--- Start Items ---
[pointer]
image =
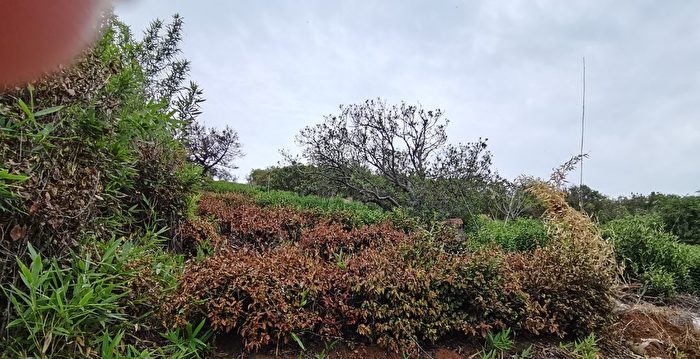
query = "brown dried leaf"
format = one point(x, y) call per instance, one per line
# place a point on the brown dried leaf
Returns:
point(18, 232)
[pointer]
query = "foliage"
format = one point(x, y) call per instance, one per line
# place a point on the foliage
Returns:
point(212, 149)
point(164, 76)
point(521, 234)
point(356, 213)
point(659, 283)
point(679, 215)
point(593, 203)
point(395, 155)
point(694, 271)
point(57, 310)
point(586, 348)
point(301, 179)
point(569, 281)
point(260, 297)
point(643, 246)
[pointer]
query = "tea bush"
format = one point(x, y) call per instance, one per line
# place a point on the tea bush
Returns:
point(99, 158)
point(521, 234)
point(354, 213)
point(65, 309)
point(261, 297)
point(570, 280)
point(643, 246)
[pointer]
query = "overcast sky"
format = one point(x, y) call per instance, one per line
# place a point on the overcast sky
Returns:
point(507, 70)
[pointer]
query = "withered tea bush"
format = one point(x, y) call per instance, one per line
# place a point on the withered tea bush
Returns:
point(570, 280)
point(262, 297)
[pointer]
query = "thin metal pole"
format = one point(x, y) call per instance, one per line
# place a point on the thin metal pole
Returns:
point(583, 116)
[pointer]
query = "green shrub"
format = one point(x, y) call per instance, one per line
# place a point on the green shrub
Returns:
point(694, 271)
point(521, 234)
point(58, 312)
point(659, 283)
point(642, 246)
point(681, 216)
point(355, 213)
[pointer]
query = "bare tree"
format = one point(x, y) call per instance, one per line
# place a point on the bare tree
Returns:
point(214, 150)
point(390, 154)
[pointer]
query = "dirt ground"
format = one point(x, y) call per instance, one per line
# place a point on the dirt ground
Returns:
point(641, 330)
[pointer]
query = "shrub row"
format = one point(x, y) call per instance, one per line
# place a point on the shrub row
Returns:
point(652, 255)
point(356, 212)
point(387, 286)
point(520, 234)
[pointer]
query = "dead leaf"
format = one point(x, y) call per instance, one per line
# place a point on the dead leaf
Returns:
point(17, 232)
--- End Items ---
» **What you should do**: Identify and copy every line in the items that contains the string "green". Matching is case-sensitive.

» **Solution to this task**:
query = "green shrub"
# place a point on the green shrub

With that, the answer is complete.